* REQUIREMENT: Reproduce the passage of the kneading-gloves forum thread that starts at the words "although mention of" and stops after the words "my bench scraper.".

* READING PASSAGE:
____

The Fresh Loaf

A Community of Amateur Bakers and Artisan Bread Enthusiasts.

Kneading gloves ???

Genoa's picture
Genoa

Kneading gloves ???

I was looking at Fantes website and stumbled across a pair of kneading gloves, made of nylon. I never knew such a thing existed. Now I'm wondering if these gloves might be useful. I never considered using disposable gloves because I figured they would make kneading/mixing more difficult, not easier, and I don't really mind the dough stuck to my hands. I make all of my bread by hand, as I don't have a stand mixer. I actually have a harder time with the tendency to add too much flour when kneading/mixing the stiffer doughs than the more slack doughs. I'm wondering if the floured gloves would be useful---if not the nylon ones on Fantes website, maybe just some old-fashioned cotton gloves that have been floured?

I'm wondering whether using a fabric glove, with flour rubbed in well, would be like the teflon effect of a well used, flour encrusted couche? Would you use AP flour or rice flour on the gloves?

Another advantage would be transferring less heat from the hands to the dough, especially in the summer when the kitchen is warmer.

Has anyone tried this? Or have any opinions on how it might work?

Mini Oven's picture
Mini Oven

although mention of latex gloves has...  Nylon, like panty hose for the hands?  What do they look like?

I like the heat to go from my hands to the dough.  I can't imagine cleaning dough crusted gloves.   I don't use a dish cloth on a floured counter for that very reason, use an onion or garlic net bag and my bench scraper.

Now for cold cookie dough, maybe.  For you I will flour some cotton gloves...  I must be crazy!

Genoa's picture
Genoa

Your last sentence made me chuckle. Of course, most of us probably are a bit crazy to be so obsessed with every little detail of bread making.

____

* RECORDS:

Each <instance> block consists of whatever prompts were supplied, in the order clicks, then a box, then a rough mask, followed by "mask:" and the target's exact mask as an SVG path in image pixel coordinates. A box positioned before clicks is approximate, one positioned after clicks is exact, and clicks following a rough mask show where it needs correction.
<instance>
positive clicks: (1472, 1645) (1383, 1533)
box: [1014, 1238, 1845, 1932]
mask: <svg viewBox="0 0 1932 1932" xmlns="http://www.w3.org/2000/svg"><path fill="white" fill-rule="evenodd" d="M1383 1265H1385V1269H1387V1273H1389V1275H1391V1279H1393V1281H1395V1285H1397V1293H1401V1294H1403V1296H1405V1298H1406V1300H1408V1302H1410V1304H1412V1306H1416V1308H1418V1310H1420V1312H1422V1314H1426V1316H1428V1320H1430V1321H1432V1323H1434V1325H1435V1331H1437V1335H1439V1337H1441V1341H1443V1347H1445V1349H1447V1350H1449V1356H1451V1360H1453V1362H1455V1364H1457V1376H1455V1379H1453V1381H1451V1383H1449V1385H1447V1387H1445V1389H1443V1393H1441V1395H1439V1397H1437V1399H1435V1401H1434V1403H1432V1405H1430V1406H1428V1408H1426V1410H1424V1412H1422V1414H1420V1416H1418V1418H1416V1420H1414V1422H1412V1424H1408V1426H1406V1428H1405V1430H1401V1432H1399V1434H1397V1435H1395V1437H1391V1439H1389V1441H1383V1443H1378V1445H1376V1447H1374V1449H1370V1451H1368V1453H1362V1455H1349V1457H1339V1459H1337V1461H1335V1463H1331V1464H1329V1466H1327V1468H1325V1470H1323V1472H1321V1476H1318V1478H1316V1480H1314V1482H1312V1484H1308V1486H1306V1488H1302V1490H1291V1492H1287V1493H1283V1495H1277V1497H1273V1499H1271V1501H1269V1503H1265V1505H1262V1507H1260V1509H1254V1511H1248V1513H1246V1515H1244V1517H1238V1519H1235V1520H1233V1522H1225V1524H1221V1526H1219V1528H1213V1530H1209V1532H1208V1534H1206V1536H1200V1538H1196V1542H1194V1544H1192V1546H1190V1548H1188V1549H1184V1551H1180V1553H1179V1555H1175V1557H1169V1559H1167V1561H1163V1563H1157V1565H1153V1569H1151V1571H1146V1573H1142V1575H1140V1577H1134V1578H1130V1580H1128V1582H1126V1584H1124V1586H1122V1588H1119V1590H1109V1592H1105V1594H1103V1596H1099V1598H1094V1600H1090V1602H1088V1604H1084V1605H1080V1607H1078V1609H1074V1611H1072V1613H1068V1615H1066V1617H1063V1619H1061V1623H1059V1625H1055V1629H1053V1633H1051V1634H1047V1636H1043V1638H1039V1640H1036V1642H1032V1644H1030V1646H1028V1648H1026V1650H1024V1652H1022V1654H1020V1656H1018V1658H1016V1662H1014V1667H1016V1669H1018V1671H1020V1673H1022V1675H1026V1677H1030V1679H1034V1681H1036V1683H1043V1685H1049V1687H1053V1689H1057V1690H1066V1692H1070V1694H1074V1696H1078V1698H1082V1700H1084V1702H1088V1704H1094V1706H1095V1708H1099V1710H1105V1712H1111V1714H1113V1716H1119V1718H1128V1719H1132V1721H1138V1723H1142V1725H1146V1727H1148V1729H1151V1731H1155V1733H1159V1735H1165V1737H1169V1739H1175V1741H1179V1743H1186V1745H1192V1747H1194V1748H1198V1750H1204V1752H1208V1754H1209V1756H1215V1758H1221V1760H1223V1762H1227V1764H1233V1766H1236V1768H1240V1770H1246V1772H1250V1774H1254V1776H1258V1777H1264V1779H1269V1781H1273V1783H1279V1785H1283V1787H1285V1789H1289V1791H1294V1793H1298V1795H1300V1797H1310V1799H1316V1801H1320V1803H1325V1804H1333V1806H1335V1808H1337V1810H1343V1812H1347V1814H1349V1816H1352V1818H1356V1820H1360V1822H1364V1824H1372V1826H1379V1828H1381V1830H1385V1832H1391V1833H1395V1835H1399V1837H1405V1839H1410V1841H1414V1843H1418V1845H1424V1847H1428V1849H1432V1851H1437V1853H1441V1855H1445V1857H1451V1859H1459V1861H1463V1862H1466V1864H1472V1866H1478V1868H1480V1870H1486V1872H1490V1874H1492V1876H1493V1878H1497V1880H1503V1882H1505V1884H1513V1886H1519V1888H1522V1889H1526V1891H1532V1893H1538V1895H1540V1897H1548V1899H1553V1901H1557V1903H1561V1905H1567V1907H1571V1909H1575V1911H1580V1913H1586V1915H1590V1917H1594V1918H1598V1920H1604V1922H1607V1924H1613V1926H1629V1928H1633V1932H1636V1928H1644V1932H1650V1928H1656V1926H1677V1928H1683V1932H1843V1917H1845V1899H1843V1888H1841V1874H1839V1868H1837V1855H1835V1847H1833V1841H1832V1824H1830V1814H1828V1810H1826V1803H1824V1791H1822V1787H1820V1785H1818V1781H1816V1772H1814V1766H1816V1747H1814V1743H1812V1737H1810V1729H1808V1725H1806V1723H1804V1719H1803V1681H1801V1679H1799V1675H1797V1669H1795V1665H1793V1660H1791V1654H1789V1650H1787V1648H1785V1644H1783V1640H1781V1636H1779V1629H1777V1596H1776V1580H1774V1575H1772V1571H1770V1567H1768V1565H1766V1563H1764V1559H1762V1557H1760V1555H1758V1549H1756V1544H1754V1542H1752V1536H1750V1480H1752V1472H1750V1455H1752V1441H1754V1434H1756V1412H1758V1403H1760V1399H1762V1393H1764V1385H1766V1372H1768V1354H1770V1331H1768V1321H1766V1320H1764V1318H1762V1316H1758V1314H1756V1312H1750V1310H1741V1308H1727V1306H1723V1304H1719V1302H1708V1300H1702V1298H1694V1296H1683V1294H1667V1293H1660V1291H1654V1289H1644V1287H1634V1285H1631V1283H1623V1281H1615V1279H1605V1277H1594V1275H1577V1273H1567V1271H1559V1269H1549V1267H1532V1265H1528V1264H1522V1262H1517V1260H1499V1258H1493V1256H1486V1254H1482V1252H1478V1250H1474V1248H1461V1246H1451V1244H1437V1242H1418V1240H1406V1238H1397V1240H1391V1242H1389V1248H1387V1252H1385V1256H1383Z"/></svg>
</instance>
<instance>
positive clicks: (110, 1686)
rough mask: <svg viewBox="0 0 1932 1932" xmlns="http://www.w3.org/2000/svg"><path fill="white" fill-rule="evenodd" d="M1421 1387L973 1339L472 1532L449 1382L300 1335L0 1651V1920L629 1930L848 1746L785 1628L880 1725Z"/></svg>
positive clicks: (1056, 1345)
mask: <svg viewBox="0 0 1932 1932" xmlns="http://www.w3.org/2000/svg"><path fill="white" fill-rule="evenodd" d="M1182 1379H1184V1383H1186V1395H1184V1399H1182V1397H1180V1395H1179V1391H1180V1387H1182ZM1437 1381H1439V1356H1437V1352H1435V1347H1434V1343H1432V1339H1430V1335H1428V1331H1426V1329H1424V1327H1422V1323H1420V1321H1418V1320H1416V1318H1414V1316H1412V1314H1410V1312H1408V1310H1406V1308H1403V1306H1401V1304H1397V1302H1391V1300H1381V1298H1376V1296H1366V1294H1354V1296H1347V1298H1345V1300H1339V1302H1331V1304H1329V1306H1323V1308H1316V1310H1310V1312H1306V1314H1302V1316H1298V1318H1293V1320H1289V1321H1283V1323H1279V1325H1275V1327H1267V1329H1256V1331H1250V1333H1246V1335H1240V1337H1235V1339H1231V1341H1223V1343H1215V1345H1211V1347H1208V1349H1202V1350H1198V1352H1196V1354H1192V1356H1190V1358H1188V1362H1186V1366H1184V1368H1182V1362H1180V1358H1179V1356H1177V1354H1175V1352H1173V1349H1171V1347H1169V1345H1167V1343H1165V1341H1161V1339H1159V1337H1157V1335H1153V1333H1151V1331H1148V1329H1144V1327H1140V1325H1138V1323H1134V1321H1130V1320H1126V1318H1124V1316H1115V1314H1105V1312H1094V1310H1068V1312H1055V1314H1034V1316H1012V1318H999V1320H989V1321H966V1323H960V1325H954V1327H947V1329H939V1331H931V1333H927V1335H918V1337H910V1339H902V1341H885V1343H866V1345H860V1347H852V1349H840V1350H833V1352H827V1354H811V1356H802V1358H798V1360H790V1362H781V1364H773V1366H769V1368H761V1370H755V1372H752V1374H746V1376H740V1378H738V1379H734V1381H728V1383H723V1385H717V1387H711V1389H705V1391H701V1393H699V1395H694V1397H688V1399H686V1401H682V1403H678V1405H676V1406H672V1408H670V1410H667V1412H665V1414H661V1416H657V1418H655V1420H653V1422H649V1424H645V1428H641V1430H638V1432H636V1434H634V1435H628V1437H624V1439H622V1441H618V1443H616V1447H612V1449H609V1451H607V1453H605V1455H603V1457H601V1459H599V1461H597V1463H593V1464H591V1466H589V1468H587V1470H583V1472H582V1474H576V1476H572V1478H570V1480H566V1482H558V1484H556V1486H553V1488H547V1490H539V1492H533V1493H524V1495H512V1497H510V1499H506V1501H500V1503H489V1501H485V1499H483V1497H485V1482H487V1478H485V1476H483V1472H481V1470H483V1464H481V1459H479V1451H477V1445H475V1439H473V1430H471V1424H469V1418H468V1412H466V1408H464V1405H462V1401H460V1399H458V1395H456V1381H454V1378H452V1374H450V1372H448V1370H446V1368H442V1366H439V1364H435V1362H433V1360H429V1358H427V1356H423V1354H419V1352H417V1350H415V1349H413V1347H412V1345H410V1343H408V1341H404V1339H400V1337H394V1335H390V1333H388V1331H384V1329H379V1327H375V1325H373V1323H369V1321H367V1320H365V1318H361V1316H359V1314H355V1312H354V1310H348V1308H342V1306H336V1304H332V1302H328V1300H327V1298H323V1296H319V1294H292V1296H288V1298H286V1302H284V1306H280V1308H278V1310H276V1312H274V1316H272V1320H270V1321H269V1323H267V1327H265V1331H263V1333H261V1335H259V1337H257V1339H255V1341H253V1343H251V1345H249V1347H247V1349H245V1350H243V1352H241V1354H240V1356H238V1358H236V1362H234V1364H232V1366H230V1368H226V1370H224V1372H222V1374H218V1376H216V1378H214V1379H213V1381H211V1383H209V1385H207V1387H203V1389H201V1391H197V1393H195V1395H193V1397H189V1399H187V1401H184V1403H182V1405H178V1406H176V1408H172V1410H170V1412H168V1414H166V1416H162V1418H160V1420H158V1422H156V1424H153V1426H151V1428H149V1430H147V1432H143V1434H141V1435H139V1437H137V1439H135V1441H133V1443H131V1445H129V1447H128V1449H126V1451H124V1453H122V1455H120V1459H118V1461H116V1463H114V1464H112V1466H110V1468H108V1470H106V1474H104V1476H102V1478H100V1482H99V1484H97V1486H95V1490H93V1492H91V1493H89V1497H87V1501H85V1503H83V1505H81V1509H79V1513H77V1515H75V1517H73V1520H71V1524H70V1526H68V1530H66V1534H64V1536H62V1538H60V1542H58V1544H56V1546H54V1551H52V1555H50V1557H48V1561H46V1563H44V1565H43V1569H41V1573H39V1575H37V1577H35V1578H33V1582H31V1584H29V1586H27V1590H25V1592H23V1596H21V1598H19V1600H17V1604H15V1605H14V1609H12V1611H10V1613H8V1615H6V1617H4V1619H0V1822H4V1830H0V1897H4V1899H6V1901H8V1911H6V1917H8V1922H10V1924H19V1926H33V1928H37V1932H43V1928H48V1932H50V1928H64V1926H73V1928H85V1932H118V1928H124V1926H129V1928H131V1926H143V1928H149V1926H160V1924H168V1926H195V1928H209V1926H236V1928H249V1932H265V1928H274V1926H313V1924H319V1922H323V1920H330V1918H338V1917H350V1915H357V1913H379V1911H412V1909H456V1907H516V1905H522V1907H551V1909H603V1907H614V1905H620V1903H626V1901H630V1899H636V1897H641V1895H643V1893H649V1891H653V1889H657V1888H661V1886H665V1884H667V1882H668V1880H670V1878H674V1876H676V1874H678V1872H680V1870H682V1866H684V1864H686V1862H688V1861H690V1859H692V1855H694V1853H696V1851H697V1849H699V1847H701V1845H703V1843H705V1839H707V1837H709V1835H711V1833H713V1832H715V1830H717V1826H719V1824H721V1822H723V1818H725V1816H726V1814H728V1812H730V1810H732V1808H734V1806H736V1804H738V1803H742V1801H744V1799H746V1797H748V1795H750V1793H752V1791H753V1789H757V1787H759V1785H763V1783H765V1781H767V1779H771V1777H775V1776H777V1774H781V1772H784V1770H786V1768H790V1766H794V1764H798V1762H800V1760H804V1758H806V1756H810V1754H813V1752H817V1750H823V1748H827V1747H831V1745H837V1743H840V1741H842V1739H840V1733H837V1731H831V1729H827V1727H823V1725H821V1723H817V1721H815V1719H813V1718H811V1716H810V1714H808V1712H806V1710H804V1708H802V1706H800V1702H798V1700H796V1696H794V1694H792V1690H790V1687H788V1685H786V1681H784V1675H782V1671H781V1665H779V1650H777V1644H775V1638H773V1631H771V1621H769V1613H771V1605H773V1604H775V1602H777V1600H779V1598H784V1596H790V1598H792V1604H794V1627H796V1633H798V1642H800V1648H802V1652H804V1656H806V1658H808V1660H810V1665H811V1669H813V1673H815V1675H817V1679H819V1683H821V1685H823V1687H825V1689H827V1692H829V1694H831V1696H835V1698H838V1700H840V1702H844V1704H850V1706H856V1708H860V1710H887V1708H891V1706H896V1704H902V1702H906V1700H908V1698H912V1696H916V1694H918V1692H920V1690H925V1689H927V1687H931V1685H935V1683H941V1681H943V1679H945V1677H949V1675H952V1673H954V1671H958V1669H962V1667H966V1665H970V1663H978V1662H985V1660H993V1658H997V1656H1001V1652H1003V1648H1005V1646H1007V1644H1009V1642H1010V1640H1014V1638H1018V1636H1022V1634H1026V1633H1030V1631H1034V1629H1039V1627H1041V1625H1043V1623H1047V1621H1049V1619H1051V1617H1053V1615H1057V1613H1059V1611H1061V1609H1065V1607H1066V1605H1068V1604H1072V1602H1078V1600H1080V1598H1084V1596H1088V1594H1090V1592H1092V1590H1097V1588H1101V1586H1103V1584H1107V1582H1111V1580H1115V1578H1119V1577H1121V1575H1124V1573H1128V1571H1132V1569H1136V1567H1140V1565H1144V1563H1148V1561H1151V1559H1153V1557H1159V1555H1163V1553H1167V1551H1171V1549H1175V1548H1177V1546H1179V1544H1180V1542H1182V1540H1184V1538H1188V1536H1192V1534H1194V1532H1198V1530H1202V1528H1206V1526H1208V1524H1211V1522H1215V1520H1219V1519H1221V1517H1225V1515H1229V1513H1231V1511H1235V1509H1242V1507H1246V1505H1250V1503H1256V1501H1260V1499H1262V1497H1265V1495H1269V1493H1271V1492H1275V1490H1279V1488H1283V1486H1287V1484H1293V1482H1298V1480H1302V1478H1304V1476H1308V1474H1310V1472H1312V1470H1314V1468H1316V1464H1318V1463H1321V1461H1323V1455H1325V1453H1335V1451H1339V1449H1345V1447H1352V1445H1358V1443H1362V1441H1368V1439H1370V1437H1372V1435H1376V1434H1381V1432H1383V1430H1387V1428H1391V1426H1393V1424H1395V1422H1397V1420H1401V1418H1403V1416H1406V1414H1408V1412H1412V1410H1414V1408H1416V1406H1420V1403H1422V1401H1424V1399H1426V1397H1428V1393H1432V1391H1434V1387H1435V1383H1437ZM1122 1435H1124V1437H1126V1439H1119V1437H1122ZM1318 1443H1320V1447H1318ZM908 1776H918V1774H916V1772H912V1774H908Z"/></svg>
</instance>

____

* RESPONSE BELOW:
although mention of latex gloves has...  Nylon, like panty hose for the hands?  What do they look like?

I like the heat to go from my hands to the dough.  I can't imagine cleaning dough crusted gloves.   I don't use a dish cloth on a floured counter for that very reason, use an onion or garlic net bag and my bench scraper.